Copy every line of the listing below without changing anything.

• • • • • • •

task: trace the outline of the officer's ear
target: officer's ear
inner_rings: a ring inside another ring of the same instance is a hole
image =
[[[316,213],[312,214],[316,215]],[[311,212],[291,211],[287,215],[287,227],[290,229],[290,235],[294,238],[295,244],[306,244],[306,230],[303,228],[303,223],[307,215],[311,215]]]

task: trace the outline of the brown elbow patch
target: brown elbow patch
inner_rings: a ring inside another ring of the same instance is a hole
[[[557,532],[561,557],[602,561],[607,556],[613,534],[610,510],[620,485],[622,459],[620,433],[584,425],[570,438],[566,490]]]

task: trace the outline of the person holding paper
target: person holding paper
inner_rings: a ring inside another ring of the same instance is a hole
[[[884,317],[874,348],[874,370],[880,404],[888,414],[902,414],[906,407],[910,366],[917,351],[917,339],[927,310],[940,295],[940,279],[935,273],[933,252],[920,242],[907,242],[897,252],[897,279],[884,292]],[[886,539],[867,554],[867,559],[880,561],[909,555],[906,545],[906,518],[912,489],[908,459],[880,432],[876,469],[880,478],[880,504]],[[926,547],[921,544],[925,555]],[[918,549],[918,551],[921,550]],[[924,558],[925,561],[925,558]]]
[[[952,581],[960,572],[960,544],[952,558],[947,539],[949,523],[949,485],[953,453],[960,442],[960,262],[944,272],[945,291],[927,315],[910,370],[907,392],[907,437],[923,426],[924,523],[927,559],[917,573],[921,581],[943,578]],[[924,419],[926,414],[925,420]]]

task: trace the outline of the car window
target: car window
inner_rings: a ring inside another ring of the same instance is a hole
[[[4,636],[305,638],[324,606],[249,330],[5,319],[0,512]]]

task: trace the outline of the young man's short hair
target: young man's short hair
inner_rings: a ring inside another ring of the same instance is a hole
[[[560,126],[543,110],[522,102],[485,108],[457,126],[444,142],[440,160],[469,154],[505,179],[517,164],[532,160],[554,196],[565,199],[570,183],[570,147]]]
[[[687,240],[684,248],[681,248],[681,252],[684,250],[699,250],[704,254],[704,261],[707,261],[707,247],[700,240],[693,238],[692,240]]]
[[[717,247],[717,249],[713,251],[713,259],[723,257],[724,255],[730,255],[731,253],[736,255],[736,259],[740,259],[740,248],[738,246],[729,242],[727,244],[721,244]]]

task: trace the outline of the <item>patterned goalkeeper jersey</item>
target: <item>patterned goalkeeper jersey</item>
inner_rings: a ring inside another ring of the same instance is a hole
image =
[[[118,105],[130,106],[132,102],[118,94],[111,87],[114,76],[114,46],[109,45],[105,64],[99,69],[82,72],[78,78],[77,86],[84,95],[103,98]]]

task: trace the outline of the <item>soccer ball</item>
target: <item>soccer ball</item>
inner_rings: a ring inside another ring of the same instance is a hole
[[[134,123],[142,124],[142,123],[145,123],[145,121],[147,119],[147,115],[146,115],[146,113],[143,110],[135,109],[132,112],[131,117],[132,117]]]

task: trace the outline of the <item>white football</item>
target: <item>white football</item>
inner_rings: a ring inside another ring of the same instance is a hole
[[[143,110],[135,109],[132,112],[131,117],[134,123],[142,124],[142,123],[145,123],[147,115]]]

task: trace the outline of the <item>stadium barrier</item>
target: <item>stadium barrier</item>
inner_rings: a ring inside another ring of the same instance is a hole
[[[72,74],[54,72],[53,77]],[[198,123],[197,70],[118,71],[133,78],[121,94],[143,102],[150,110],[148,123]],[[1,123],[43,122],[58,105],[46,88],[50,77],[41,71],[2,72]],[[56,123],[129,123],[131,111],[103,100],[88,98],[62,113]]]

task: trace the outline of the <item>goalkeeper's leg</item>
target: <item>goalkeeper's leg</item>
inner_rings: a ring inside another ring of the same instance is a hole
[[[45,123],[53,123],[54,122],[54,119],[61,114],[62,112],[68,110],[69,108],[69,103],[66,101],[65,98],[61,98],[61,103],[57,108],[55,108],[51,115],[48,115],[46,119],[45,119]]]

• • • • • • •

Response to this task
task: trace the outline of the officer's ear
target: officer's ear
inner_rings: a ring inside another ring of the same instance is a hole
image =
[[[316,213],[312,214],[316,215]],[[311,212],[291,211],[287,215],[287,227],[290,229],[290,235],[294,238],[295,244],[306,244],[306,230],[303,228],[303,223],[307,215],[311,215]]]

task: trace the outline of the brown elbow patch
target: brown elbow patch
inner_rings: a ring inside another ring of the same instance is a hole
[[[557,532],[561,557],[602,561],[607,556],[613,534],[610,510],[620,485],[622,459],[620,433],[584,425],[570,438],[566,490]]]

task: trace the outline of the person holding paper
target: person holding paper
inner_rings: a ring inside another ring of the same instance is a hole
[[[884,317],[874,348],[874,370],[880,404],[888,414],[902,414],[906,407],[910,366],[917,351],[917,339],[927,310],[940,295],[940,279],[935,273],[933,252],[920,242],[907,242],[897,252],[897,279],[884,292]],[[886,539],[867,554],[867,559],[880,561],[909,555],[906,545],[906,518],[912,489],[908,459],[880,432],[876,469],[880,478],[880,504]],[[926,547],[921,544],[925,555]],[[918,549],[918,551],[921,550]],[[924,558],[925,561],[925,558]]]
[[[952,581],[960,572],[960,544],[952,558],[947,539],[949,523],[949,485],[953,453],[960,442],[960,262],[944,272],[945,291],[927,315],[910,370],[907,392],[907,437],[923,426],[924,523],[927,559],[917,573],[921,581],[943,578]],[[924,419],[926,414],[925,420]]]

task: trace the outline of the car window
target: car window
inner_rings: a ring inside another ring of the same instance is a hole
[[[4,636],[305,638],[324,606],[249,330],[5,319],[0,512]]]

task: trace the outline of the young man's short hair
target: young man's short hair
inner_rings: a ring inside another ring of the same instance is a hole
[[[560,126],[543,110],[522,102],[485,108],[457,126],[444,142],[440,160],[469,154],[505,179],[517,164],[532,160],[554,196],[565,199],[570,183],[570,147]]]
[[[687,240],[684,248],[681,248],[681,252],[684,250],[699,250],[704,254],[704,261],[707,261],[707,247],[700,240],[693,238],[692,240]]]
[[[717,247],[717,249],[713,251],[713,259],[723,257],[724,255],[730,255],[731,253],[736,255],[736,259],[740,259],[740,248],[738,246],[729,242],[727,244],[721,244]]]

task: trace the outline of the <item>patterned goalkeeper jersey</item>
target: <item>patterned goalkeeper jersey</item>
inner_rings: a ring inside another ring of the same instance is a hole
image =
[[[118,105],[130,106],[132,102],[118,94],[111,87],[114,76],[114,46],[109,45],[105,64],[99,69],[82,72],[78,78],[77,86],[84,95],[103,98]]]

task: trace the outline of the <item>soccer ball</item>
target: <item>soccer ball</item>
inner_rings: a ring inside another ring of the same instance is a hole
[[[134,123],[142,124],[142,123],[145,123],[145,121],[147,119],[147,115],[146,115],[146,113],[143,110],[135,109],[132,112],[131,117],[132,117]]]

task: trace the outline of the <item>white football</item>
target: <item>white football</item>
inner_rings: a ring inside another ring of the same instance is a hole
[[[143,110],[135,109],[132,112],[131,117],[134,123],[142,124],[142,123],[145,123],[147,115]]]

task: trace the outline of the <item>stadium barrier</item>
target: <item>stadium barrier</item>
inner_rings: a ring inside another ring of the same instance is a hole
[[[72,74],[54,72],[53,77]],[[198,123],[197,70],[118,71],[133,78],[121,94],[143,102],[150,110],[148,123]],[[1,123],[43,122],[58,105],[46,88],[50,77],[41,71],[2,72]],[[56,123],[129,123],[131,111],[103,100],[88,98],[62,113]]]

task: trace the outline of the <item>goalkeeper's leg</item>
target: <item>goalkeeper's leg</item>
inner_rings: a ring inside another ring of the same instance is a hole
[[[45,123],[53,123],[54,122],[54,119],[61,114],[62,112],[68,110],[69,108],[69,103],[66,101],[65,98],[61,98],[61,103],[57,108],[55,108],[51,115],[48,115],[46,119],[45,119]]]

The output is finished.